**Text:**
“Don’t Confuse Me with the Facts!”
I am observing a double standard in regard to certain people who report on the Ark Encounter receiving Kentucky’s performance-based sales tax refund incentive.
Recently, the Kentucky tourism board granted preliminary approval for the Ark Encounter project to receive the sales tax refund incentive that is used to draw tourist attractions to build in the state of Kentucky and bring millions of dollars of economic activity into the state.
This same sales tax refund incentive has been granted to the Kentucky Speedway. The Speedway receives a refund on sales tax paid within the track (up to a certain maximum amount based on the development cost of the project), as the Speedway brings millions of dollars of tourist money into the state.
A news report in 2010 stated, “The Kentucky Tourism Development Finance Authority has approved incentives for Kentucky Speedway, which is scheduled to hold a NASCAR Sprint Cup race July 9. The approval means the speedway will be eligible for as much as $20.5 million in performance-based rebates during a 10-year period, based on an investment of $82 million, according to a news release Monday.”
Additionally, the Kentucky Kingdom LLLP, which operates an amusement park in Louisville, KY, received approval for up to $10 million in performance-based refund through this program in 2013.
The Kentucky Tourism Development Act states, “This landmark legislation, the first of its kind in the nation, provides a sales tax incentive program for tourism development projects.”
The Tourism Development Act is actually a brilliant move by the state of Kentucky to bring tourism dollars into the state.
The Act does not discriminate against a project just because it has a Christian purpose—and, of course, it would be wrong to do so under the Constitution of the United States.
However, certain authors reporting on the preliminary approval for the sales tax refund incentive granted to the Ark Encounter project are making false claims about it in an effort to malign Answers in Genesis and the Ark project.
For instance, Dan Arel, a freelance writer for AlterNet and Salon.com and blogger for the Huffington Post, stated the following yesterday:
Let’s assume the $18 billion was a typo—as the maximum amount of the refund over 10 years is actually $18.25 million! Assuming the Ark Encounter meets the tourism performance criteria, it would receive a refund on the sales taxes paid only within the Ark Encounter facility up to a maximum of $18.25 million up to a 10-year period. This is the same type of incentive granted to other projects.
Now these tweets imply that this grant will take funds from education and public services. I note that Dan Arel didn’t bring this up about the Kentucky Speedway or other approved state projects.
The State of Kentucky Will Benefit Greatly
The point is, by the government offering this incentive, the state receives a net gain of millions of tax revenue dollars. If, for instance, the Kentucky Speedway or the Ark Encounter built their facilities in another state, the state of Kentucky would not receive the millions of tourist dollars that it now will because of the incentive program. For instance, AiG was considering locations in Ohio and Indiana—but the sales tax refund incentive program certainly made it attractive to build in Kentucky. As a result, the state of Kentucky will financially benefit greatly.

**Complete the following:**
**A.** List every project that the article on the Ark Encounter tax incentive names as approved, fully or preliminarily, for Kentucky's sales tax refund incentive.
**B.** According to the article on the Ark Encounter tax incentive, what is the most the Ark Encounter could receive in refunds over 10 years?
**C.** Write the next part of the article on the Ark Encounter tax incentive, continuing after its final sentence.

**Material provided:**
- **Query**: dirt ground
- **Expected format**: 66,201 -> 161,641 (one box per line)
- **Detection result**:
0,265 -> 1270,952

**Solved problems:**
**A.**
- The Ark Encounter (preliminary approval)
- The Kentucky Speedway
- The Kentucky Kingdom LLLP amusement park in Louisville

**B.** $18.25 million.

**C.**
No tax dollars are used to build any of the facilities. After the facilities are built and operational, they qualify to receive a refund on the sales tax generated only within the facilities based on a percentage of the development costs—and based on other strict criteria that ensure considerable dollars are brought into the state.
I’m tired of people like Dan Arel applying a double standard—he says nothing about the other projects that have received this sales tax refund incentive, but singles out the Ark Encounter project and then gives wrong information to try to lead people to falsely believe the project will take funds from the state instead of the true situation, which is: the Ark Encounter will bring millions of net dollars into the state.
Discrimination Against the Ark
So why is the Ark Encounter project singled out by Dan Arel and others like him?
Because the project has a Christian purpose! Dan Arel is a secularist and has written against me and AiG. For instance, just recently, he wrote an article on the well-trafficked Salon.com website regurgitating the false claim that I supposedly stated that “Aliens would go straight to Hell, if they existed.” You can read my response to this erroneous claim.
Arel is against the Ark project and the Creation Museum because they give a Christian message. He doesn’t care that such projects bring millions of dollars into the economy—and his attitude is basically, “Don’t confuse me with the facts.”
Yes—it’s a double standard, and I believe the public will see through his very deliberate attempts to mislead people into believing a lie.
The Creation Museum has brought hundreds of millions of dollars into the economy of northern Kentucky. The Ark Encounter project will bring many times as many tourist dollars into the state economy! However, certain secularists want the state to discriminate against the Ark project because it’s a Christian one.